[WORK INSTRUCTION] Across the entries below, how many lines have the string "basket" in them? Reply with only the number.

Recorded data:
********************

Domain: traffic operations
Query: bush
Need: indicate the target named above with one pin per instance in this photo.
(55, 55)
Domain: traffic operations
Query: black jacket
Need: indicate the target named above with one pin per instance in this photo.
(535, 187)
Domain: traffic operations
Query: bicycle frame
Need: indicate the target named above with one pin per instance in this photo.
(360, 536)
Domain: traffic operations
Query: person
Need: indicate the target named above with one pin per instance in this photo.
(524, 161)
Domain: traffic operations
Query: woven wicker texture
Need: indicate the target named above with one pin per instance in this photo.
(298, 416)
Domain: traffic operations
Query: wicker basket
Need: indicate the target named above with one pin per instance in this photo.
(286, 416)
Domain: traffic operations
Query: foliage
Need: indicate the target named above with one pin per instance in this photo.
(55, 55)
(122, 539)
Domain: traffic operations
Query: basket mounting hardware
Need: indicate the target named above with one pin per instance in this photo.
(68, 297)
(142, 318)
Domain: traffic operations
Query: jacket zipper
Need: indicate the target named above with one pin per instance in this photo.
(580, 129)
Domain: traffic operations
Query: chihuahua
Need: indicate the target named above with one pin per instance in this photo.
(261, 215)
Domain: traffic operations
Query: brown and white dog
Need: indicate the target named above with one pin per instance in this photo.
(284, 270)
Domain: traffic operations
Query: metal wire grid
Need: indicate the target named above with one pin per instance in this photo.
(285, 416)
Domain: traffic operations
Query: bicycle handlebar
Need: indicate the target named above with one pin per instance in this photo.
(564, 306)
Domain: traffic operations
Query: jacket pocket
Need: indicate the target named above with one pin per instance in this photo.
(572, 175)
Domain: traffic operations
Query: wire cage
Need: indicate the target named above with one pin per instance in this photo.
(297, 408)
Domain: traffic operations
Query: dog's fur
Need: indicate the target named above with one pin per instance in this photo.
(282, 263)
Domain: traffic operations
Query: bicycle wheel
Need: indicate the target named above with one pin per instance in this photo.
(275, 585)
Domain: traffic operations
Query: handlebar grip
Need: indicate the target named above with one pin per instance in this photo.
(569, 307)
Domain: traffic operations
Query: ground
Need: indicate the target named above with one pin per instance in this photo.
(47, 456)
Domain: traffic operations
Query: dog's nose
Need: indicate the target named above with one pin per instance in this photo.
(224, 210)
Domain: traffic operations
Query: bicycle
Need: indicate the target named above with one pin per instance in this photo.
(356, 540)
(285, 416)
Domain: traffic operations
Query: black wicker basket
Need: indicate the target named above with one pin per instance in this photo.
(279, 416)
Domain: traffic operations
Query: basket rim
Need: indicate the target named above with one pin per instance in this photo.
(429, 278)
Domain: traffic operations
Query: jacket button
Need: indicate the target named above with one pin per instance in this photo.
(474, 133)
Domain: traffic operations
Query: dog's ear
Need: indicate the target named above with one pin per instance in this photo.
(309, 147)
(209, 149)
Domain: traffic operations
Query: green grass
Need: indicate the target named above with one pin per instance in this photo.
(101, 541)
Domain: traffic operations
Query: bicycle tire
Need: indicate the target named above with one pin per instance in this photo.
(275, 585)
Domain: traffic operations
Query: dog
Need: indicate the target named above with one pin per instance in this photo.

********************

[TASK SOLUTION] 4